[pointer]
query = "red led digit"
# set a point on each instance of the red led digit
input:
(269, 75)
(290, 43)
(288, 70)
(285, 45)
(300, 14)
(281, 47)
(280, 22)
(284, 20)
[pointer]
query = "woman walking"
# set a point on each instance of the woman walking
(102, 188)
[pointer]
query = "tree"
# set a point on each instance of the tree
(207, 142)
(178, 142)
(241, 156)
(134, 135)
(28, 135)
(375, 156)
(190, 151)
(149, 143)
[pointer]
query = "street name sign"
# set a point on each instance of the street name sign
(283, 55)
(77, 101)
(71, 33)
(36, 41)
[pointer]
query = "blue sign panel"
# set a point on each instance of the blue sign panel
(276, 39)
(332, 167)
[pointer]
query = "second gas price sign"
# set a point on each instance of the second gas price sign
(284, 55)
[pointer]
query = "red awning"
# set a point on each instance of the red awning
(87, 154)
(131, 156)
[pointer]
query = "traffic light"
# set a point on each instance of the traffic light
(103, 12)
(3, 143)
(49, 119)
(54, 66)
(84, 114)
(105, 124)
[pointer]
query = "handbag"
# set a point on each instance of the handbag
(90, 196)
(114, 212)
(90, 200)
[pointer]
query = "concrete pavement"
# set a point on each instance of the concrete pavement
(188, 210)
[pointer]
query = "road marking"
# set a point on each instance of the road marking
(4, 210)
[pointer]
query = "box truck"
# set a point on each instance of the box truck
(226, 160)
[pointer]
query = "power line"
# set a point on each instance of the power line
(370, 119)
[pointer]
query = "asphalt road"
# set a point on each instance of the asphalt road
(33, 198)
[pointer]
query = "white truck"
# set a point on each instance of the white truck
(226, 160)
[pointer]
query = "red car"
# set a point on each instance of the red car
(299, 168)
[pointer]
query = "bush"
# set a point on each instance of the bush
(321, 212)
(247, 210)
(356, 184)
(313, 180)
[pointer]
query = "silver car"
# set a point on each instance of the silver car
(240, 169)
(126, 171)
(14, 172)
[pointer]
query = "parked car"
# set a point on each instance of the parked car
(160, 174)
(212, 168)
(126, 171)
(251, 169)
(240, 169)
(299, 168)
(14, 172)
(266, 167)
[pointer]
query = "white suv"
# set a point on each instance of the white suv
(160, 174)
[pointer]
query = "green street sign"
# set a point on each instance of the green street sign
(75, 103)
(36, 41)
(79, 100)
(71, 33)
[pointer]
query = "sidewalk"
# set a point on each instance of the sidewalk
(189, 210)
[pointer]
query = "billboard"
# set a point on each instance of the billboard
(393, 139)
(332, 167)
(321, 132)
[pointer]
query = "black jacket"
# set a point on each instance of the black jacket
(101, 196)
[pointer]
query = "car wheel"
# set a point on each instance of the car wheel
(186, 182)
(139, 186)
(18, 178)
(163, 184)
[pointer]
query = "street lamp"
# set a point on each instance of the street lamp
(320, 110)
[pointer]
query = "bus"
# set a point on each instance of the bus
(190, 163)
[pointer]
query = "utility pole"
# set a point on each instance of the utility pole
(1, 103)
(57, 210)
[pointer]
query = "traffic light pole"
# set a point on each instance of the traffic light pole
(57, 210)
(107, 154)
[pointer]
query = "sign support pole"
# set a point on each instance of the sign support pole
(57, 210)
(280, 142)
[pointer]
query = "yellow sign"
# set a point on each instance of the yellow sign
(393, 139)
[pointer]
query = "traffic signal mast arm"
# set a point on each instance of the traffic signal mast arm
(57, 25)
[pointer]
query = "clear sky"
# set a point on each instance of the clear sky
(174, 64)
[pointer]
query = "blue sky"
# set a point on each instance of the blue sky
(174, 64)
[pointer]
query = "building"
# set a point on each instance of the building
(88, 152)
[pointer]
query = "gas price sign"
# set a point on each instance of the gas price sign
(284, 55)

════════════════

*EXERCISE*
All of the data above should be set down again exactly.

*EXERCISE ANSWER*
[pointer]
query = "red led digit"
# set a point on each instance of the red led digit
input:
(269, 75)
(290, 43)
(288, 70)
(285, 45)
(300, 14)
(281, 47)
(280, 22)
(284, 20)
[pointer]
query = "woman walking"
# set a point on each instance of the woman walking
(102, 188)
[pointer]
query = "tree"
# set a point on each instance of the tree
(207, 142)
(178, 142)
(241, 156)
(134, 135)
(28, 135)
(375, 156)
(190, 151)
(149, 143)
[pointer]
query = "street name sign"
# set a point on each instance of the street name sign
(283, 55)
(77, 101)
(71, 33)
(36, 41)
[pointer]
query = "blue sign panel"
# set a point on each instance of the blue sign panel
(276, 39)
(332, 167)
[pointer]
query = "second gas price sign"
# set a point on each instance of the second gas price sign
(284, 55)
[pointer]
query = "red awning"
# set a point on each instance of the red awning
(87, 154)
(131, 156)
[pointer]
query = "traffic light"
# set a point on each instance of the traffic light
(103, 12)
(3, 143)
(49, 119)
(54, 66)
(84, 114)
(105, 124)
[pointer]
query = "handbag"
# set a point on each instance of the handbag
(90, 196)
(114, 212)
(90, 200)
[pointer]
query = "concrete pavement"
# set a point on each instance of the concrete pavement
(188, 210)
[pointer]
query = "road marking"
# set a point on each instance of the road marking
(4, 210)
[pointer]
query = "box truck"
# set a point on each instance of the box truck
(226, 160)
[pointer]
query = "power line"
# set a point on each instance of the power line
(370, 119)
[pointer]
query = "asphalt road"
# set a point on each instance of the asphalt road
(33, 198)
[pointer]
query = "white truck"
# set a point on each instance of the white truck
(226, 160)
[pointer]
query = "red car"
# set a point on each instance of the red car
(299, 168)
[pointer]
query = "bush"
# set a point on each instance of the bush
(321, 212)
(247, 210)
(356, 184)
(313, 180)
[pointer]
query = "silver car"
# set a point on each instance of the silver car
(240, 169)
(126, 171)
(14, 172)
[pointer]
query = "parked car"
# set a point on each instance of the parked car
(160, 174)
(212, 168)
(126, 171)
(251, 169)
(240, 169)
(299, 168)
(14, 172)
(266, 167)
[pointer]
query = "white suv"
# set a point on each instance of the white suv
(160, 174)
[pointer]
query = "green street sign"
# set a point on each instance of the green street sign
(75, 103)
(36, 41)
(79, 100)
(71, 33)
[pointer]
query = "sidewalk"
# set a point on each instance of the sidewalk
(189, 210)
[pointer]
query = "billboard"
# set a point on each instance of the billboard
(393, 139)
(332, 167)
(321, 132)
[pointer]
query = "black jacket"
# set a point on each instance of the black jacket
(101, 196)
[pointer]
query = "car wheel"
# set a point on each instance of the car wheel
(186, 182)
(139, 186)
(18, 178)
(163, 184)
[pointer]
query = "street lamp"
# set a point on each instance of the street lamp
(320, 110)
[pointer]
query = "bus"
# set a point on each instance of the bus
(190, 163)
[pointer]
query = "utility pole"
# set a point on each instance of the utility pole
(1, 103)
(57, 210)
[pointer]
query = "traffic light pole"
# set a point on each instance of the traffic light pole
(57, 210)
(107, 154)
[pointer]
query = "sign support pole"
# set a point on each instance of the sign support pole
(57, 210)
(280, 142)
[pointer]
query = "yellow sign"
# set a point on each instance of the yellow sign
(393, 139)
[pointer]
query = "traffic signal mast arm"
# set a point on each instance of the traffic signal mast arm
(57, 25)
[pointer]
query = "clear sky"
# set a point on each instance of the clear sky
(174, 64)
[pointer]
query = "blue sky"
# set a point on each instance of the blue sky
(174, 64)
[pointer]
query = "building"
# set a point on each instance of the building
(88, 152)
[pointer]
query = "gas price sign"
# set a point on each instance of the gas price sign
(284, 55)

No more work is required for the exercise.